— Written request —
Convert every line of the entries below into a JSON list of strings, one string per line, skipping blank lines and leaving out the picture lines.

%%

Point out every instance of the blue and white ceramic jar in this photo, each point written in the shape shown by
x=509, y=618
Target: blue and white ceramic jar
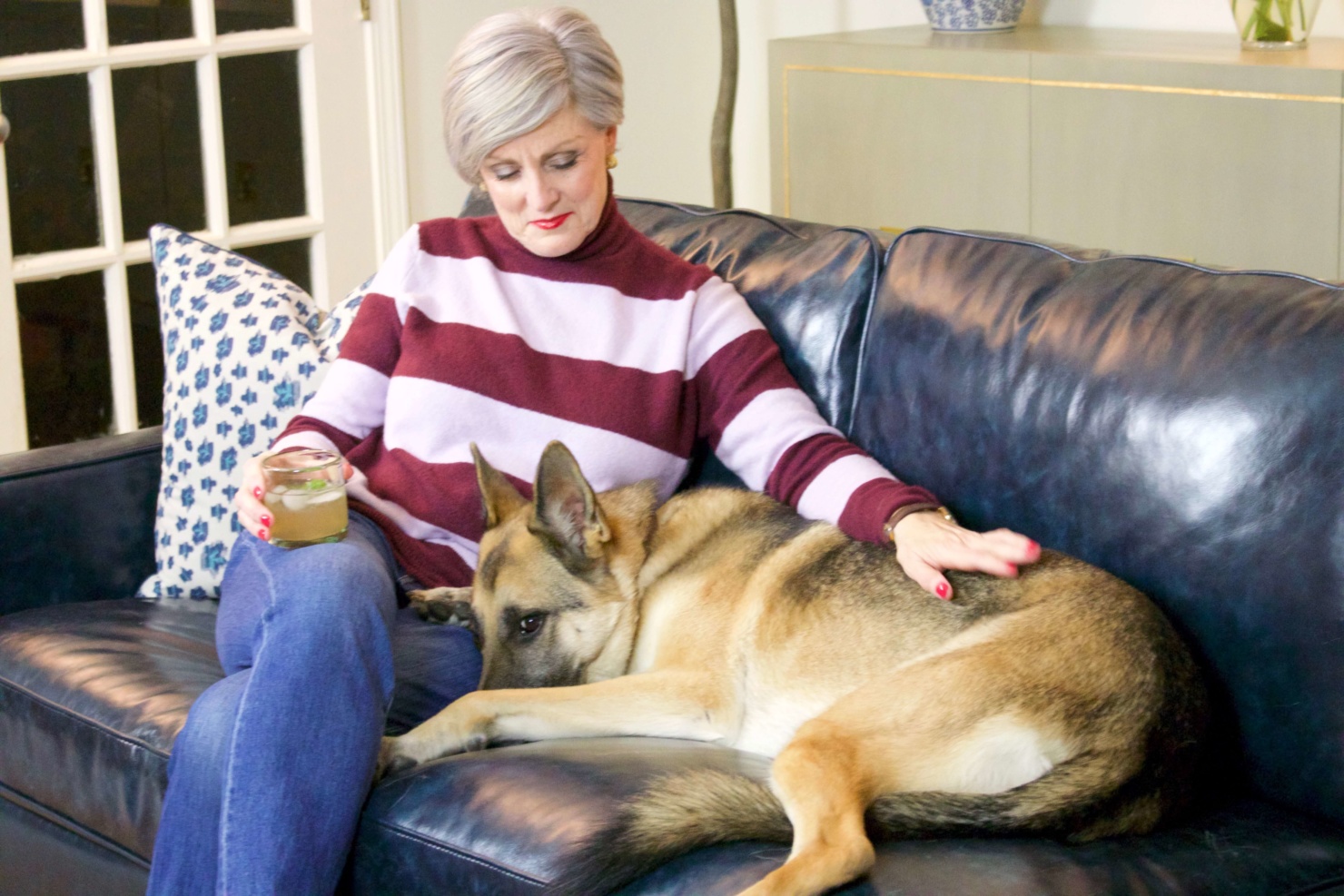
x=973, y=15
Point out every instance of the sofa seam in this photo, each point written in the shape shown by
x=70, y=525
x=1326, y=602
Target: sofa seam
x=1061, y=252
x=78, y=465
x=1321, y=887
x=457, y=852
x=46, y=812
x=75, y=716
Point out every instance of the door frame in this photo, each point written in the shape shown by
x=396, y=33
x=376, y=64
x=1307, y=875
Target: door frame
x=353, y=162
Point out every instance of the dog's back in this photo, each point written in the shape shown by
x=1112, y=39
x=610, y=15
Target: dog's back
x=1059, y=703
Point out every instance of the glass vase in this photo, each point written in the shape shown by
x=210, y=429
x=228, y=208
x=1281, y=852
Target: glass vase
x=1274, y=25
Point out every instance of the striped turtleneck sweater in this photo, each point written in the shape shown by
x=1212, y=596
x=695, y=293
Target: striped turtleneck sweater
x=621, y=350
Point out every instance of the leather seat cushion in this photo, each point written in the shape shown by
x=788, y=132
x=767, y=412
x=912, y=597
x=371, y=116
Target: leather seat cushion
x=92, y=696
x=504, y=821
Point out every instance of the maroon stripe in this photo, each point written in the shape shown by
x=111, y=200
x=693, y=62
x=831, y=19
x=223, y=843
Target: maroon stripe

%%

— Exercise response —
[
  "Point out every instance of the blue and white ceramic jar in this photo, each point written in the shape shown by",
  "x=509, y=618",
  "Target: blue and white ceramic jar",
  "x=973, y=15",
  "Point out every instance of the sofa seam in this photo, each point written in the shape shown by",
  "x=70, y=525",
  "x=1326, y=602",
  "Target: sofa seam",
  "x=1061, y=252",
  "x=78, y=465",
  "x=1321, y=887",
  "x=457, y=852",
  "x=46, y=812",
  "x=75, y=716",
  "Point out every instance of the door frame in this photo, each point written in the shape shown by",
  "x=396, y=33",
  "x=376, y=64",
  "x=1307, y=875",
  "Target: door frame",
  "x=353, y=162",
  "Point out every instance of the dog's back in this photo, each point written in the shape shown by",
  "x=1112, y=39",
  "x=610, y=15",
  "Target: dog's back",
  "x=1059, y=703",
  "Point out every instance of the glass vase in this photo, each point written in the shape shown by",
  "x=210, y=429",
  "x=228, y=208",
  "x=1281, y=852",
  "Target: glass vase",
  "x=1274, y=25",
  "Point out every instance of the striped turtleneck sweater in this photo, each point written in the shape shown by",
  "x=1212, y=596",
  "x=695, y=293",
  "Target: striped turtleneck sweater",
  "x=621, y=350",
  "Point out every instance of the leather seat cushion in this photo, each point written in the shape shown by",
  "x=788, y=132",
  "x=767, y=412",
  "x=912, y=597",
  "x=371, y=116",
  "Target: leather seat cushion",
  "x=92, y=696",
  "x=504, y=821",
  "Point out every instance of the maroon stripe in this photo, each point written in the shape shown by",
  "x=111, y=200",
  "x=693, y=62",
  "x=831, y=19",
  "x=223, y=843",
  "Target: maroon stripe"
]